Saturday, February 19, 2011

PROPRIATORY RIGHTS OF THE BANKRUPT

These united States entered into bankruptcy in 1933 by Executive Orders 6073, 6102, 6111, and 6260 under President Franklin D. Roosevelt, See: Senate Report 93-549, pages 187 & 594) under the "Trading With The Enemy Act" (Sixty-Fifth Congress, Sess. I, Chs. 105, 106, October 6, 1917), and as codified at 12 U.S.C.A. 95a.

At that time each of the united States pledged faith and credit to the aid of the Federal Government, forming numerous committees, i.e. "Council of State Governments", "Social Security Administration", etc., to manage the contrived economic "Emergency" caused by the bankruptcy. The SSA became Corporations operated under the "Declaration of Interdependence" of January 22, 1937, and published some of their activities in " Book Of The States."

Robert Bork wrote "we are governed not by law or elected representatives but by an unelected, unrepresentative, unaccountable committee of lawyers applying no will but their own." (The Tempting Of America, Robert H. Bork, pg. 130)


And it is more worthy to note that there is the "Original" 13th Amendment to the U.S. Constitution called the "Title of Nobility" Amendment that reads:

"If any citizen of the United States shall accept, claim, receive or retain any title of nobility or honor, or shall, without the consent of congress, accept and retain any present, pension, office or emolument of any kind whatever, from any emperor, king, prince or foreign power, such person shall cease to be a citizen of the United States, and shall be incapable of holding any office of trust or profit under them, or either of them."

#####

SHORT EXERCISE A
Find each line of the records that contains the word "ornamental" and copy those lines.
The post and the records have nothing to do with each other.

Saved data entries:
#####

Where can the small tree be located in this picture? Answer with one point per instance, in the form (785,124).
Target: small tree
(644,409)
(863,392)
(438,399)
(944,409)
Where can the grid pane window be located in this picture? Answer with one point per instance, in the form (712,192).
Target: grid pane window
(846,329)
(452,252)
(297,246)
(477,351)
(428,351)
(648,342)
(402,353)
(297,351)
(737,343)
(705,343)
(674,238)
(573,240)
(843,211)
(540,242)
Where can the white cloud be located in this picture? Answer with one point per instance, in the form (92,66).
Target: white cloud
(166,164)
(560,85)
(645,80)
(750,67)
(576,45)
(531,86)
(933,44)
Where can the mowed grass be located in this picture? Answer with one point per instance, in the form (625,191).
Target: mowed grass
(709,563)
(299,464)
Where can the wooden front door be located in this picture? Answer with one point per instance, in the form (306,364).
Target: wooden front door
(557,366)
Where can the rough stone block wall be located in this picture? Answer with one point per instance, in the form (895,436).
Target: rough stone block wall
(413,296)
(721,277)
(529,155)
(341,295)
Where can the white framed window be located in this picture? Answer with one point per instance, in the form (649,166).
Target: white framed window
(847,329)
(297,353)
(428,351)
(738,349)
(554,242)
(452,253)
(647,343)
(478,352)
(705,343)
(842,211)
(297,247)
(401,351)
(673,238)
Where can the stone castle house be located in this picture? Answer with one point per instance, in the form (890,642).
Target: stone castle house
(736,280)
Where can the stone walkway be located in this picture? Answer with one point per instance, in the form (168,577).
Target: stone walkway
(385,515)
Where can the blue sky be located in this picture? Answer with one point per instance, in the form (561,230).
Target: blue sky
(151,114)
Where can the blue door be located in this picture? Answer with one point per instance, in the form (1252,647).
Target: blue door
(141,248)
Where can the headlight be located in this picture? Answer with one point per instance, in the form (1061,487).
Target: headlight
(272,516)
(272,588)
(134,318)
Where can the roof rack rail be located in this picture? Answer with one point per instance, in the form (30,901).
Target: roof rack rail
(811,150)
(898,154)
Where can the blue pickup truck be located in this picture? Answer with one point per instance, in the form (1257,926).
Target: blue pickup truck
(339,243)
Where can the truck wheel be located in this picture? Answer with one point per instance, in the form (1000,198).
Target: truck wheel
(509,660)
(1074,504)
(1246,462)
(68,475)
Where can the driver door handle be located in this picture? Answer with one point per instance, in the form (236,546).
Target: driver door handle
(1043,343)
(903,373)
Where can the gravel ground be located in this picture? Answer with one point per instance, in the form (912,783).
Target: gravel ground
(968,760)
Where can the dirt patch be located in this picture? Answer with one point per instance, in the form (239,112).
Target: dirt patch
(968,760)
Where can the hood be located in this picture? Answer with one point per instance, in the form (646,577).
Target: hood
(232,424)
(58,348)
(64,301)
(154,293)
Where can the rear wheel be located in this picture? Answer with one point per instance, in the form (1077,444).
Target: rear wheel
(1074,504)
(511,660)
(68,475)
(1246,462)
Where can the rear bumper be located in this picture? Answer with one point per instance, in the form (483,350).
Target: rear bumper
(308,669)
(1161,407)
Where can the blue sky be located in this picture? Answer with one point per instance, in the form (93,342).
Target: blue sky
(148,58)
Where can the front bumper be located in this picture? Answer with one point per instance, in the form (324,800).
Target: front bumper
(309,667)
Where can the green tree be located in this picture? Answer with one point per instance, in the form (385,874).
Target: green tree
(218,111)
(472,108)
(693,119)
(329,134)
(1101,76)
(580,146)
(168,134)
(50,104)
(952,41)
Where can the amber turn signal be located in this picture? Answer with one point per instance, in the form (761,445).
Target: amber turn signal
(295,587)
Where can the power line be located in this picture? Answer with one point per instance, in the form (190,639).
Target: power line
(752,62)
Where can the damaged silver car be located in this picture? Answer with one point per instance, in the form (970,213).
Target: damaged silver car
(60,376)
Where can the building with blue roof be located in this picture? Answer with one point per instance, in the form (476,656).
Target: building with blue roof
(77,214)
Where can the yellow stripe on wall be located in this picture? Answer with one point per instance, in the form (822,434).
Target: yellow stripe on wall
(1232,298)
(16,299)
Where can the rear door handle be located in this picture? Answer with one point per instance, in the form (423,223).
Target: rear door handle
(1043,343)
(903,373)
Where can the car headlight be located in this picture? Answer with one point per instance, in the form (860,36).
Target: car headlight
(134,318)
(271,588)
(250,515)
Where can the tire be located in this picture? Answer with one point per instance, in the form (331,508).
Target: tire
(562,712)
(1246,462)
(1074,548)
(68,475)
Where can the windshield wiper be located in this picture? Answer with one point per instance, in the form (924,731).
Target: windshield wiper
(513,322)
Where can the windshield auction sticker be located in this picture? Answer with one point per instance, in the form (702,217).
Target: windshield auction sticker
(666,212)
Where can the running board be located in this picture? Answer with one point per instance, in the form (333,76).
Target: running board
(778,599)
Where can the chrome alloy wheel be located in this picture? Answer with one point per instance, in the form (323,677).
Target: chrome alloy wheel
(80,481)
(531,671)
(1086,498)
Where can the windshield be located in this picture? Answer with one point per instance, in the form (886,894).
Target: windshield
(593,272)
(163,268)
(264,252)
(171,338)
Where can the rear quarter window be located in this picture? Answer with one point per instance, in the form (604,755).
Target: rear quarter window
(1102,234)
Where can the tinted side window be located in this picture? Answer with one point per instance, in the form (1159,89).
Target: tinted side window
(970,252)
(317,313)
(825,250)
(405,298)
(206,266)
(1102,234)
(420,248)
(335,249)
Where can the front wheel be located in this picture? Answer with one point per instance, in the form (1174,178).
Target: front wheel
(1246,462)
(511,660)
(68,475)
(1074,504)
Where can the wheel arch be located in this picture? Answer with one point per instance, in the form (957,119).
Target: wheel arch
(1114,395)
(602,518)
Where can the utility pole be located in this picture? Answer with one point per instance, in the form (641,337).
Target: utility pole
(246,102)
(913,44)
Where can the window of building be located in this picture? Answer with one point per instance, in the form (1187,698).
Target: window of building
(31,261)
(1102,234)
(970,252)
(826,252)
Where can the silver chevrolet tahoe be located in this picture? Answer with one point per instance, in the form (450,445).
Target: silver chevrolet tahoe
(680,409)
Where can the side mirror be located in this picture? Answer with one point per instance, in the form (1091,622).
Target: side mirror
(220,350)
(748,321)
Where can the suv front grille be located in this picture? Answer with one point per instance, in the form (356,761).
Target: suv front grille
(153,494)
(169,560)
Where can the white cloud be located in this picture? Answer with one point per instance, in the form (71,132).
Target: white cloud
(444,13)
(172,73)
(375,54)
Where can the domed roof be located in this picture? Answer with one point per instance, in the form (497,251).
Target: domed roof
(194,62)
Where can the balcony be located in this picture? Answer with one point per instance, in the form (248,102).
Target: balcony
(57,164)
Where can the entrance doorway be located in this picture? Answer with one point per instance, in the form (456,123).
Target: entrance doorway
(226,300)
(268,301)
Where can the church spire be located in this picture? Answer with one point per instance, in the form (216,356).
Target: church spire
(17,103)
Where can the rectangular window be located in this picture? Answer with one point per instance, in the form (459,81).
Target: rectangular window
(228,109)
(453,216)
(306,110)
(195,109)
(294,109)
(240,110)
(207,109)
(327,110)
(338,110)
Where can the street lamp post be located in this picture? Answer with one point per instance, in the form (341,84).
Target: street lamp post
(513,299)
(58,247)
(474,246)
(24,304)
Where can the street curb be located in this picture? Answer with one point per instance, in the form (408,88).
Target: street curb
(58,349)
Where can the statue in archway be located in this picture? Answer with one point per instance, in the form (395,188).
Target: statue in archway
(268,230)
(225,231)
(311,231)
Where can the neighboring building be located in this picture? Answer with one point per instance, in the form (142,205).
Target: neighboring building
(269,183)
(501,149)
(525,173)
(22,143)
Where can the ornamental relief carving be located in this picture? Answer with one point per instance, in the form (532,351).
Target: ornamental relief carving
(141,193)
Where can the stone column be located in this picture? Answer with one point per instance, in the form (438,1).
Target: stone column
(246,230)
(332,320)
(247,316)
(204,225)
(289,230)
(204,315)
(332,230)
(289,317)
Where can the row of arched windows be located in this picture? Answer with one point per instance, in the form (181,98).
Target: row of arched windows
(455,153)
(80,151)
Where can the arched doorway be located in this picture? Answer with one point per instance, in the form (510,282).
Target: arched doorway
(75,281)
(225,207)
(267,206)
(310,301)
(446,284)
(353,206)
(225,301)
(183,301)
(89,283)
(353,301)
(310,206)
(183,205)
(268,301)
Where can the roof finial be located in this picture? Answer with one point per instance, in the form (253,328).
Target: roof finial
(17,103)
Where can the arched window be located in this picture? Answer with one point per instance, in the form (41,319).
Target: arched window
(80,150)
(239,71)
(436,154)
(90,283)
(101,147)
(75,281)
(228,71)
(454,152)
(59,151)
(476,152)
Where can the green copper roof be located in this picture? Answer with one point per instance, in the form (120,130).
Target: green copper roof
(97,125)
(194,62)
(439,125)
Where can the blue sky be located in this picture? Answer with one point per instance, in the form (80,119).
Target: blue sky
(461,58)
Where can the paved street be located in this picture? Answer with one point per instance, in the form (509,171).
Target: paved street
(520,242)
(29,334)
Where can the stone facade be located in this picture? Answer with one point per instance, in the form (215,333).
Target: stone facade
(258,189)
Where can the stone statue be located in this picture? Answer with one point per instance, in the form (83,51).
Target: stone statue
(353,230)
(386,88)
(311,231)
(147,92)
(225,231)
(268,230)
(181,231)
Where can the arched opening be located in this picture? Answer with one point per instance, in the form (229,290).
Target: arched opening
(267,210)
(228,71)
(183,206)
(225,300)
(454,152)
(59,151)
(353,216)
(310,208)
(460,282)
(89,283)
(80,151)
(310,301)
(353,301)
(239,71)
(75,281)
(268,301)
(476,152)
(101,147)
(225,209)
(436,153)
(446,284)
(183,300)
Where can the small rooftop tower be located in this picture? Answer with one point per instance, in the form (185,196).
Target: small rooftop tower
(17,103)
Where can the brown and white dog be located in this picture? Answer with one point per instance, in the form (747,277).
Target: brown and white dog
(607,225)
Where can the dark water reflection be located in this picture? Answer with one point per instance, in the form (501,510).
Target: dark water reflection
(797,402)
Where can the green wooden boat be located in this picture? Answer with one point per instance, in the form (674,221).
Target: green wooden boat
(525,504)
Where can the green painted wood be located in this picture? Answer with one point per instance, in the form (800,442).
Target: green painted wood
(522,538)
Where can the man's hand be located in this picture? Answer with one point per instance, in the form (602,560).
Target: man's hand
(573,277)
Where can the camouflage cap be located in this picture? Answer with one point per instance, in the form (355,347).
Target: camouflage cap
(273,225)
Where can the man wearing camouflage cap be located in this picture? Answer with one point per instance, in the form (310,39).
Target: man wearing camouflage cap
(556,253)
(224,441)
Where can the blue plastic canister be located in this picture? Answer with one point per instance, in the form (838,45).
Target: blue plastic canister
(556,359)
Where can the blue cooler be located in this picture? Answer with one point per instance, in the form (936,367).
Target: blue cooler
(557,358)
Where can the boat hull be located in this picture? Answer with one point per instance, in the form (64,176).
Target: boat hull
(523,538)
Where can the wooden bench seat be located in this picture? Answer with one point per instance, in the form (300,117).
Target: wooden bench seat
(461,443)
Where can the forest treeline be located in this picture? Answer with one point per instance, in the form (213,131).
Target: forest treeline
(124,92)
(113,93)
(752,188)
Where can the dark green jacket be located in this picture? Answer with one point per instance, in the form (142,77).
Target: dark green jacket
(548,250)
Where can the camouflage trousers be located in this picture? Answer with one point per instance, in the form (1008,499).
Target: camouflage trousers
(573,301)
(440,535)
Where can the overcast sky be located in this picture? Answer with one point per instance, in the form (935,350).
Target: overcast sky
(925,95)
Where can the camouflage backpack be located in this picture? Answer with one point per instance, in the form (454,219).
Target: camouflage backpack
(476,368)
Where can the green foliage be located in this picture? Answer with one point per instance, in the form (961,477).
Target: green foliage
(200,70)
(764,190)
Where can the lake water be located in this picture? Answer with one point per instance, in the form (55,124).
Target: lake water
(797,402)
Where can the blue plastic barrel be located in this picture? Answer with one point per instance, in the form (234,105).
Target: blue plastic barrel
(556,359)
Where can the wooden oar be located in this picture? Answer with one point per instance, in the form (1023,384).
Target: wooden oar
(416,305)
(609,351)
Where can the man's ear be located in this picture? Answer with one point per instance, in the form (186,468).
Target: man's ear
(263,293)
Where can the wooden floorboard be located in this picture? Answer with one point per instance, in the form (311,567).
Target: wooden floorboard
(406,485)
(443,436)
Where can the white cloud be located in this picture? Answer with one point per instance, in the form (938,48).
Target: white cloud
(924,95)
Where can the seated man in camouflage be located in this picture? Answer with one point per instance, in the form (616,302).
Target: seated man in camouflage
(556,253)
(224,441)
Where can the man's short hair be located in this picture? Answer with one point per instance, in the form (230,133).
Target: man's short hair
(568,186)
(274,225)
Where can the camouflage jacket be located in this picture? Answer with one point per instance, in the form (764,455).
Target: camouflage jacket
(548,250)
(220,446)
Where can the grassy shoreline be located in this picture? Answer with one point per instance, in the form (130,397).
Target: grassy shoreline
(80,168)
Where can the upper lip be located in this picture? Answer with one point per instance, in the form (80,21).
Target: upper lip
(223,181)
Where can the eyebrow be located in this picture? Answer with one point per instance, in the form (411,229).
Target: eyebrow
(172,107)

#####

SHORT EXERCISE B
Please repeat the passage of the post from "Robert Bork wrote" to "Bork, pg. 130)".

COMPLETE RESPONSE A
Where can the ornamental relief carving be located in this picture? Answer with one point per instance, in the form (532,351).
Target: ornamental relief carving

COMPLETE RESPONSE B
Robert Bork wrote "we are governed not by law or elected representatives but by an unelected, unrepresentative, unaccountable committee of lawyers applying no will but their own." (The Tempting Of America, Robert H. Bork, pg. 130)